[Stored records]
※
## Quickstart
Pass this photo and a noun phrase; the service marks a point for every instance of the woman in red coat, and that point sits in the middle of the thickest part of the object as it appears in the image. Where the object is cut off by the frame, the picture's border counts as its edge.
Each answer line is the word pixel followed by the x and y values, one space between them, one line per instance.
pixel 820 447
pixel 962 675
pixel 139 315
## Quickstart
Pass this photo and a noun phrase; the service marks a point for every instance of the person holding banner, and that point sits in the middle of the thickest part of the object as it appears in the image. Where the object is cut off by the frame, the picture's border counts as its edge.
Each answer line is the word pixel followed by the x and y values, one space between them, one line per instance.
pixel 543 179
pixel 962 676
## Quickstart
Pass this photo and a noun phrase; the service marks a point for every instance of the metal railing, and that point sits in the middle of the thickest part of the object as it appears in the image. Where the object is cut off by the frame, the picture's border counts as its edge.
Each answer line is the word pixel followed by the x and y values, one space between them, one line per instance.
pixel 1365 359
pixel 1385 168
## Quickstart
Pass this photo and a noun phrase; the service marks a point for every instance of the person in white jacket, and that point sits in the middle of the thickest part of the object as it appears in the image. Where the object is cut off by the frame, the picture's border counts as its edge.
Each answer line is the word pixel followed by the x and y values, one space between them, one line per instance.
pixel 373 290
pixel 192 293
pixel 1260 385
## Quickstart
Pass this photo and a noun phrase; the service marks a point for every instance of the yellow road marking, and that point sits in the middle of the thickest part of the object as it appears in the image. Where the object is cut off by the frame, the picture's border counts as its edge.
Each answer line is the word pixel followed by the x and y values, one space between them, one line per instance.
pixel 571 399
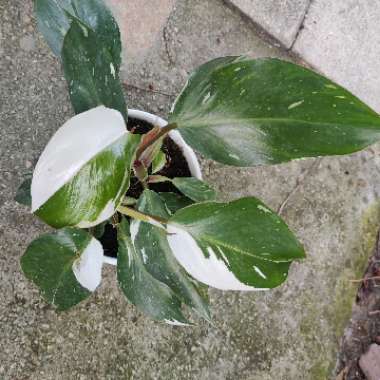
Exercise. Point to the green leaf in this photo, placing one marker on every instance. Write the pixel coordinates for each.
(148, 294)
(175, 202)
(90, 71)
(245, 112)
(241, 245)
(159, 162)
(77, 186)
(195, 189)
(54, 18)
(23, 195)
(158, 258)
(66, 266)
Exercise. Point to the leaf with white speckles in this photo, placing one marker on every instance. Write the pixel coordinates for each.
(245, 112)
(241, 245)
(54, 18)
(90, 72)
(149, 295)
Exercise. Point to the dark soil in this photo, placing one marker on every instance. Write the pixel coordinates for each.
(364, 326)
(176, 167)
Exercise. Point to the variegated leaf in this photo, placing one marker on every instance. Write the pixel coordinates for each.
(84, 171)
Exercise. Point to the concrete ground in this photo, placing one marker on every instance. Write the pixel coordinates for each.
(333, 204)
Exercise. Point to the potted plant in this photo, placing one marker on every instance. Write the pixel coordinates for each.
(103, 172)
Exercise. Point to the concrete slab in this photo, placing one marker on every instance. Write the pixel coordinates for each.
※
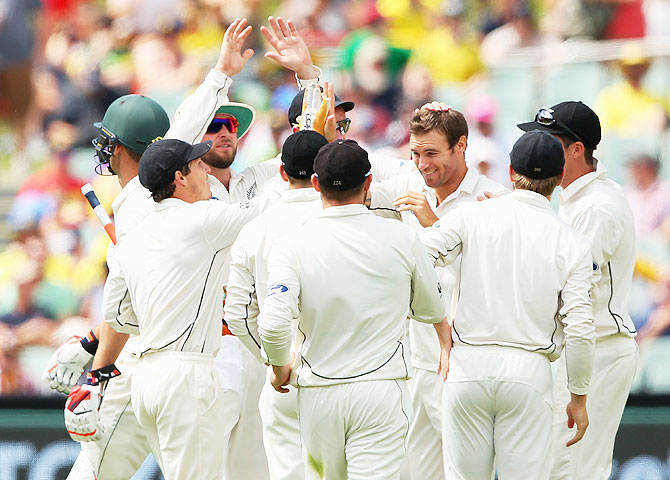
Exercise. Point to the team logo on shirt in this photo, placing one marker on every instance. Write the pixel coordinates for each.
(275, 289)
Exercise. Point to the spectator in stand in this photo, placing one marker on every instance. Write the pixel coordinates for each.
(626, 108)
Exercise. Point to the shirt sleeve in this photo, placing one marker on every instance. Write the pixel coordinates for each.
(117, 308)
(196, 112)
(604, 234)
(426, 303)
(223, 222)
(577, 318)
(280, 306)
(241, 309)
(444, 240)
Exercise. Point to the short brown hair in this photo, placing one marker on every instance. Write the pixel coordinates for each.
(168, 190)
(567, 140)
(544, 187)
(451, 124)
※
Please state how many lines of the data hold the string "person", with nothing else in your reply.

2